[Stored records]
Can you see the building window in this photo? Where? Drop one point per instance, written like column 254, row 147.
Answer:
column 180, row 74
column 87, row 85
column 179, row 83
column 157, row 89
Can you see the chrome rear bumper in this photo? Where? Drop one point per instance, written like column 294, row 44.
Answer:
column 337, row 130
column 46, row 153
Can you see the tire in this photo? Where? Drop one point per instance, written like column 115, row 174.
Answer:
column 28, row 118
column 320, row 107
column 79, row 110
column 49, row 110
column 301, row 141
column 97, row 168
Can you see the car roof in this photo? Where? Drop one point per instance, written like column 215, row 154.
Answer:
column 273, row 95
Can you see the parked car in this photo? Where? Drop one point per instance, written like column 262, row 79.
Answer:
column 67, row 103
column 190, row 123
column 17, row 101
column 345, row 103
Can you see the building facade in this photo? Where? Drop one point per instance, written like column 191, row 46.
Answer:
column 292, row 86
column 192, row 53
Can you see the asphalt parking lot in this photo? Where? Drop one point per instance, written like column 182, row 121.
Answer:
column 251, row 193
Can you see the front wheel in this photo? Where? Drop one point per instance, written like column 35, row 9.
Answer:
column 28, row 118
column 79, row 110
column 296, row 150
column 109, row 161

_Exercise objective_
The entries above are to be restated word for word.

_Solution_
Can you see the building window in this photo? Where? Drop one point per instance, written like column 254, row 147.
Answer:
column 180, row 74
column 87, row 85
column 179, row 83
column 157, row 89
Can you see the chrome rear bumper in this photo? Where? Drop one point per instance, written like column 294, row 44.
Answer:
column 337, row 130
column 46, row 153
Can you see the tire in this photo? Where? Drop one point per instance, written like column 115, row 174.
Answer:
column 28, row 118
column 320, row 107
column 79, row 110
column 49, row 110
column 301, row 141
column 97, row 168
Can you see the car roof in this photo? Where? Drop one point per instance, written like column 215, row 154.
Answer:
column 273, row 95
Can you see the parked car in this photo? Where? Drop one point per instance, written like column 262, row 79.
Answer:
column 67, row 103
column 190, row 123
column 17, row 101
column 345, row 103
Can you see the building facade in this photo? Where? Drop one point per instance, written like column 191, row 46.
Answer:
column 292, row 86
column 192, row 53
Can you see the asphalt parking lot in this photo? Where? Drop one point per instance, written like column 182, row 121.
Answer:
column 251, row 193
Can you see the front wheel in this photo? Where? Drop one point per instance, written like column 35, row 9.
Answer:
column 28, row 118
column 79, row 110
column 296, row 150
column 109, row 161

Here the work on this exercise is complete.